-- START OF TASK INPUT --

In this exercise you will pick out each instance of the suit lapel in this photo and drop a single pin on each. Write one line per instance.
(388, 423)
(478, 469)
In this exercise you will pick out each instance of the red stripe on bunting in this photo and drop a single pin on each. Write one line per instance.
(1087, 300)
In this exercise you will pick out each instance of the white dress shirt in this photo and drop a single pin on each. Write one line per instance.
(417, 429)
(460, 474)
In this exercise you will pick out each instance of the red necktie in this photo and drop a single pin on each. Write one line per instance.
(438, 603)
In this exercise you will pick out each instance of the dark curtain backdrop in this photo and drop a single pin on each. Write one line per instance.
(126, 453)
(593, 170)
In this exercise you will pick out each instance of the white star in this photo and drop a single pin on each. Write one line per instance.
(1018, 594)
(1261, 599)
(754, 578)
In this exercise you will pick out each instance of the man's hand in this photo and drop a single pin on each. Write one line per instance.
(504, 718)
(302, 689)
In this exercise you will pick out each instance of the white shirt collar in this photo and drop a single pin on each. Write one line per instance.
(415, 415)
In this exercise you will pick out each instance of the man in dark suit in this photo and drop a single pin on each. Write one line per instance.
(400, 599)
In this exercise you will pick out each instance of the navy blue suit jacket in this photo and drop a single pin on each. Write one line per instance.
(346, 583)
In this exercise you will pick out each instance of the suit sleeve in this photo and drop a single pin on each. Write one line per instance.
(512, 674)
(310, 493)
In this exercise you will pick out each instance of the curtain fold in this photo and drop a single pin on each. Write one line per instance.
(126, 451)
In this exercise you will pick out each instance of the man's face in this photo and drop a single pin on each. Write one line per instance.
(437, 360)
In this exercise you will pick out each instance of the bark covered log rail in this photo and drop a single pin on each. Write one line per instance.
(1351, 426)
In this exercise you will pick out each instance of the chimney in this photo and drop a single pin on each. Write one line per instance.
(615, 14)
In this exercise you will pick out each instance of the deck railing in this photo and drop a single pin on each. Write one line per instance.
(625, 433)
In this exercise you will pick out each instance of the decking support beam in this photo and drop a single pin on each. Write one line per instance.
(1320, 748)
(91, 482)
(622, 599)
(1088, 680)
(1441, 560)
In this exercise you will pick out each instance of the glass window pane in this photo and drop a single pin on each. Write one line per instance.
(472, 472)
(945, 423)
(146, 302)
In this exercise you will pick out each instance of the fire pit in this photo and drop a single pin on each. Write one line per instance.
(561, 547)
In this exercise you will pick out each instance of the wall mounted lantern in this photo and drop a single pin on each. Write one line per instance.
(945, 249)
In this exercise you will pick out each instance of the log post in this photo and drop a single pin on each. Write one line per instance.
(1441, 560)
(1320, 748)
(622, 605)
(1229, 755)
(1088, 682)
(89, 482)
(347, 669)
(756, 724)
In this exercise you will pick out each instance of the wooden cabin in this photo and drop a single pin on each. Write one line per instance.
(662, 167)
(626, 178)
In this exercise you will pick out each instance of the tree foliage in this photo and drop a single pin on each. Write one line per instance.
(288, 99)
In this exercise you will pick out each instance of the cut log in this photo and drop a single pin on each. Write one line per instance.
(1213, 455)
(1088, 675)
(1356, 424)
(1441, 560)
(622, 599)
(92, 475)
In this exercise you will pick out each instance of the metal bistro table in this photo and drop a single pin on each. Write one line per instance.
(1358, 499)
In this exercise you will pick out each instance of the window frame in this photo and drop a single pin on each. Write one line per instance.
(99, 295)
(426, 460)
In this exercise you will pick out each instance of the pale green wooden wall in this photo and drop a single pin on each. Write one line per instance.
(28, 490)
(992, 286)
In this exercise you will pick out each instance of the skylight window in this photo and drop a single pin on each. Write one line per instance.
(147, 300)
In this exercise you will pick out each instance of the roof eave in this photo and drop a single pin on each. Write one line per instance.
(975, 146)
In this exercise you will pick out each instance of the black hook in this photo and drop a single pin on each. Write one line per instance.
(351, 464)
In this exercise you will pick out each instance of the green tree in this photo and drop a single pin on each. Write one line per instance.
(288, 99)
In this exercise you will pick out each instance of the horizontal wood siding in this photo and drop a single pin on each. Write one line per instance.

-- END OF TASK INPUT --

▶ _TASK GOAL_: Retype every one of the items above, line for line, without altering any wording.

▶ _PROBLEM SOLUTION_:
In this exercise you will pick out each instance of the suit lapel in this photo and drop a single pin on each. Write one line per instance.
(388, 423)
(478, 469)
In this exercise you will pick out each instance of the red stripe on bunting in this photo and drop a single pin on each. Write one line per instance.
(1087, 300)
In this exercise you will pick out each instance of the white dress shirt in this photo and drop a single pin on each. Write one line per instance.
(417, 429)
(460, 474)
In this exercise you will pick out each instance of the red necktie in this photo and drop a single pin on each. Write one line per instance.
(438, 603)
In this exercise you will pick out each instance of the dark curtain backdrop in this photo and drop a single pin on each. Write one line per instance.
(126, 453)
(593, 170)
In this exercise you will pick out each instance of the white star in this photo and drop a single pin on each. Write one line per instance.
(1018, 594)
(1261, 599)
(754, 578)
In this exercise you will pick out each instance of the man's hand in this photo and drop a single pin on each. Write one line per instance.
(504, 718)
(302, 689)
In this exercise you will pick out each instance of the white shirt collar in this photo and drop a single pin on each. Write one line per instance.
(415, 415)
In this exercise you will pick out each instance of the man in dark suit in this photo and drop a single pin on each. Write one line per instance.
(400, 599)
In this exercise you will pick out each instance of the navy blue suit jacket in this photo and drop a single pin on each. Write one line per instance.
(346, 583)
In this exercise you will pick out each instance of the suit sleeve in this photo and drop a single pin on each. Write one line per instance.
(512, 674)
(310, 493)
In this exercise you will pick out each instance of the curtain fold in this photo and drop a single pin on each. Write one line per instance.
(126, 451)
In this exercise you will pick out each instance of the man's face in this photo and drop a single pin on each. Write one line per instance.
(437, 360)
In this exercise you will pick out each instance of the bark covered log rail in this photo and drop a single pin on each. Write one line per instance.
(1351, 426)
In this exercise you will pick out each instance of the chimney in this photo and drop a single pin on each. Write one line per instance.
(615, 14)
In this exercise you will pick out each instance of the deck railing in this photo and drop a single pin on each. Write one line per instance.
(625, 433)
In this exercise you will pick out each instance of the decking support beam in this photo and drop a single pin on each. Write one line per instance.
(1320, 748)
(91, 482)
(622, 599)
(1088, 680)
(1441, 560)
In this exercise you will pick out each instance of the glass window pane in this photo and drop a single pin on each. Write one line per instance.
(472, 472)
(945, 423)
(146, 302)
In this exercise you will pick out each instance of the fire pit in this photo and drop a single pin on each. Write one line per instance.
(561, 547)
In this exercise you will pick out each instance of the wall mounted lantern in this photo and drop a single pin on each. Write one line per instance.
(945, 249)
In this exercise you will pick out each instance of the log post in this photo and drop a single pin on each. Write one line per instance.
(1441, 560)
(1320, 748)
(622, 605)
(1229, 755)
(1088, 682)
(89, 482)
(347, 669)
(756, 724)
In this exercise you will pick out each instance of the wooden cabin in this photo and drop a single pin on each. Write one line per instance.
(662, 167)
(626, 178)
In this exercise you will pick out each instance of the tree foliage in this photo and drop a single pin on each. Write one line per instance.
(288, 99)
In this exercise you will pick out each instance of the cut log in this photo and drop a single pin on each. Write one line per instance.
(1213, 455)
(1088, 675)
(1356, 424)
(1441, 560)
(622, 599)
(92, 475)
In this exercise you will pick out each instance of the metal bistro table in this photo and drop a single pin on each. Write one line per instance.
(1358, 499)
In this exercise you will pick out each instance of the window frame in this photo and drop a single pin on each. Write one line per instance.
(99, 295)
(426, 460)
In this exercise you will pick out each instance of the pale green wooden wall in this photo and drop a single pin on each. Write one line per instance.
(28, 490)
(992, 286)
In this exercise you will pick out each instance of the skylight window in this photo and drop a single pin on each. Write one line per instance.
(147, 300)
In this exercise you will pick out each instance of the roof eave in this photo and drop a single pin on each. Write one line per instance.
(975, 146)
In this exercise you will pick out each instance of the black hook in this photo and drop a single pin on each. Write one line per instance.
(351, 464)
In this exercise you will pick out each instance of the green tree in this photo and drop a single pin on each. Write one line per instance.
(288, 99)
In this exercise you will pick out each instance of the horizontal wood siding in this photo and drop a single pin on each. Write one line per instance.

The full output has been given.